BRIEF A: Output lines of the records exactly as they appear, starting with the line that contains "Identify red rope in the frame." and ending with the line that contains "[0,80,1160,870]", both included.

SUPPLIED PASSAGE:
::::::::
Odours
have a power of persuasion stronger than that of words, appearances, emotions,
or will. The persuasive power of an odour cannot be fended off, it enters into
us like breath into our lungs, it fills us up, imbues us totally. There is no remedy for it. – This
was written by the German author Patrick Suskind.
The
text from the Gospel of John transports us to the realm of smell.
One
summer, when I was Programme staff at Lutheran Camp Edgewood, I was responsible
for teaching campers about nature. As
part of my tool kit, I had items found on the grounds by campers: shed snake
skins, a dead cicada bug, fungus, peculiar rocks, and a sizable snapping turtle
shell. Campers enjoyed touching the items and hearing stories about them, where
they were found, and learning about the habitats and lives of the creatures.
It
was the snapping turtle shell that always affected me – it was a fantastic
specimen! yet, every time I picked it up- I would smell death. Even though the
shell had been cleaned and sun-bleached and the shell no longer smelled. It had
an air of death. The summer before I found the dead turtle, on its back, dead,
cooking in the sun, rotting, … and the
smell… there is no remedy for it.
::::::::
INPUT FOR THIS TASK:

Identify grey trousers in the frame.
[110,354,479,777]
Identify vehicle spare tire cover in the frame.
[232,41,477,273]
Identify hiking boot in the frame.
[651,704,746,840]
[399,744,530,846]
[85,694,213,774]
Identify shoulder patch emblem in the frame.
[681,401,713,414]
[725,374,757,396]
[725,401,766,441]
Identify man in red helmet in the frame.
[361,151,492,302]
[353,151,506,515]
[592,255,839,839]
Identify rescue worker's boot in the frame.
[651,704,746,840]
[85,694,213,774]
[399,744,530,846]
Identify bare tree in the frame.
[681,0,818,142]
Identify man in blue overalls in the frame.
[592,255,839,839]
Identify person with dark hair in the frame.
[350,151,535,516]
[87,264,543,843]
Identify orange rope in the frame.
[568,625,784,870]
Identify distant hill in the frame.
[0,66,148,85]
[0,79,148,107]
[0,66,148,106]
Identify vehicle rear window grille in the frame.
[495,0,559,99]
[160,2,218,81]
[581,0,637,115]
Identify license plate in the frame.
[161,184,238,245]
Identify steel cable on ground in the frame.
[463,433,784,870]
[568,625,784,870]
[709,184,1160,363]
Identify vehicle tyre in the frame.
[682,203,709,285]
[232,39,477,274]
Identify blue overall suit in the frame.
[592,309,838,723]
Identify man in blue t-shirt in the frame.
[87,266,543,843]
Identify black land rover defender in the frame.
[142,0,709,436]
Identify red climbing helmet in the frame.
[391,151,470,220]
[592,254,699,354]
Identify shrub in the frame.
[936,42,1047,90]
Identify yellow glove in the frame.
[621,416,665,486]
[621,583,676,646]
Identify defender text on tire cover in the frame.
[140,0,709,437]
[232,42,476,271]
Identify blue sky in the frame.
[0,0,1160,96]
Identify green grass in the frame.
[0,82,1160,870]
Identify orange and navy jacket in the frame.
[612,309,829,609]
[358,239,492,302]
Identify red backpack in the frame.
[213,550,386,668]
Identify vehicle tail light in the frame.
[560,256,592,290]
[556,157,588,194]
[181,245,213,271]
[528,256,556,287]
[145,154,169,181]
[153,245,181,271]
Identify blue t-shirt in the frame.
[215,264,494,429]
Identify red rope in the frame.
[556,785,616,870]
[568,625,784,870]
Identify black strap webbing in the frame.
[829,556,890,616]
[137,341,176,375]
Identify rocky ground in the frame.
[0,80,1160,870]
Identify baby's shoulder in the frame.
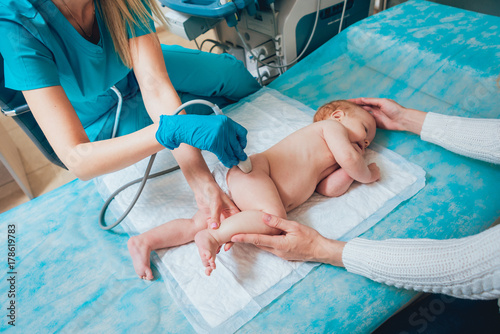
[311,119,347,135]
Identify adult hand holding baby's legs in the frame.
[231,213,345,266]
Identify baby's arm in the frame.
[316,168,354,197]
[323,121,380,183]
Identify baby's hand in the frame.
[368,162,380,183]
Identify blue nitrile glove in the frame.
[156,115,247,168]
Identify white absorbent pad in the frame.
[96,88,425,333]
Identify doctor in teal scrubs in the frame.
[0,0,259,227]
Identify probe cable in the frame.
[99,98,222,231]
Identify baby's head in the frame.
[313,100,377,151]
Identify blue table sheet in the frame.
[0,1,500,333]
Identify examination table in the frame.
[0,1,500,333]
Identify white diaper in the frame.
[212,162,233,199]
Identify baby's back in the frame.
[260,122,338,212]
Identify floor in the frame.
[0,29,215,213]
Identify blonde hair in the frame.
[97,0,167,68]
[313,100,364,122]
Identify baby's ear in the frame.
[330,109,345,122]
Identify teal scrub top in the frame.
[0,0,155,141]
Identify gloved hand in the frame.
[156,115,247,168]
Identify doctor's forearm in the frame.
[62,124,164,180]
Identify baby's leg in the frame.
[127,212,207,280]
[194,155,286,275]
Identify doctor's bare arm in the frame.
[23,86,164,180]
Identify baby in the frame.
[128,100,380,280]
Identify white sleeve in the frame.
[420,112,500,164]
[342,225,500,299]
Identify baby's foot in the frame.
[127,236,153,281]
[194,230,220,276]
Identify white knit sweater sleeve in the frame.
[420,112,500,164]
[342,225,500,299]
::::::::
BRIEF B:
Answer these questions about the passage on smell and the turtle shell:
(i) Which writer does the passage credit with the lines about the persuasive power of odours?
(ii) What was the writer responsible for teaching campers at Lutheran Camp Edgewood?
(iii) In what state was the snapping turtle when it was found the summer before?

FINAL ANSWER A:
Identify red rope in the frame.
[556,785,616,870]
[568,625,784,870]
Identify black strap webbing in the frame.
[829,556,890,616]
[137,341,176,375]
Identify rocky ground in the frame.
[0,80,1160,870]

FINAL ANSWER B:
(i) The German author Patrick Suskind.
(ii) Nature.
(iii) It was on its back, dead, cooking in the sun and rotting.